- _What you are asked to do_
Give the records again in full, exactly as they appear, but without the pictures.

- _Data supplied_
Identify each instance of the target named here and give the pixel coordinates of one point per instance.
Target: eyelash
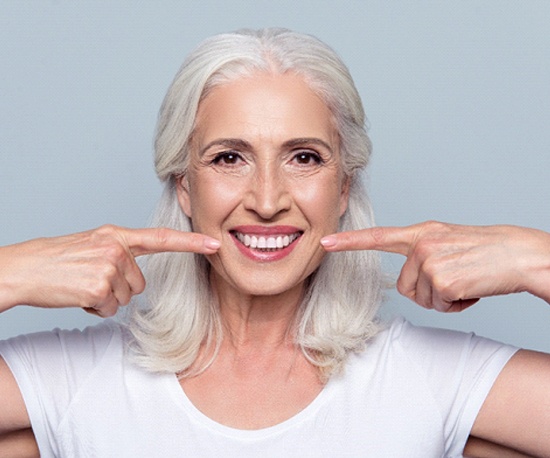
(309, 155)
(233, 157)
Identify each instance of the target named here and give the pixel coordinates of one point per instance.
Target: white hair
(339, 310)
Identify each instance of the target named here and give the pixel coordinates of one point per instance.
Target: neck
(258, 322)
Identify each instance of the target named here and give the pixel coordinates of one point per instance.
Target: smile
(266, 243)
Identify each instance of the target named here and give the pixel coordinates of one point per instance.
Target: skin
(268, 145)
(448, 268)
(268, 181)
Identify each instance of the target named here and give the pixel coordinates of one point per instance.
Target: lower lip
(265, 256)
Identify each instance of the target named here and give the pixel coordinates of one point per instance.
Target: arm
(19, 444)
(448, 268)
(516, 412)
(479, 448)
(95, 270)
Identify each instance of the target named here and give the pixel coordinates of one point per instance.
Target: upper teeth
(273, 242)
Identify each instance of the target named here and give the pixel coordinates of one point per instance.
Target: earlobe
(182, 189)
(344, 195)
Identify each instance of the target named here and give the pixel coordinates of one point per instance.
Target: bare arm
(516, 412)
(95, 270)
(480, 448)
(449, 268)
(19, 444)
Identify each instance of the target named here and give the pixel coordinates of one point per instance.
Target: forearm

- _Answer for this exercise_
Identify each instance of the target named here and give the pixel coordinates of one point per instance.
Target: eyelash
(309, 155)
(233, 157)
Identify each instance of the target named here and give the pixel coordinates of one point per instance.
Target: white hair
(339, 310)
Identify each instance of the target named here and give the pixel coordinates of one point per instance.
Target: neck
(258, 322)
Identify each instance of the target named here and give the pixel coordinates of one point per instance.
Target: smile
(266, 243)
Identify each instance of the target named here and give the pixel coordinates of one point per instance.
Target: skin
(268, 145)
(448, 268)
(268, 181)
Identify each instance of the target named here and give the pixel coordinates of one point per instance.
Target: lower lip
(265, 256)
Identify each instance of the target named here and give the pixel coordinates of one point per instance.
Target: arm
(19, 444)
(448, 268)
(516, 412)
(479, 448)
(95, 270)
Identify each instance of the target named here and give the pixel coordinates of one point per instance.
Target: upper teeth
(273, 242)
Identify each instance of the target named here and give the pixel coordinates of one point per instance.
Target: earlobe
(182, 189)
(344, 195)
Identify each instance of the target named here and give the pixel coordinates of one point per instance.
Target: bare arm
(516, 412)
(95, 270)
(480, 448)
(449, 268)
(19, 444)
Identify each instance of the target named here and give the pixel coordinates of one point per instance.
Target: forearm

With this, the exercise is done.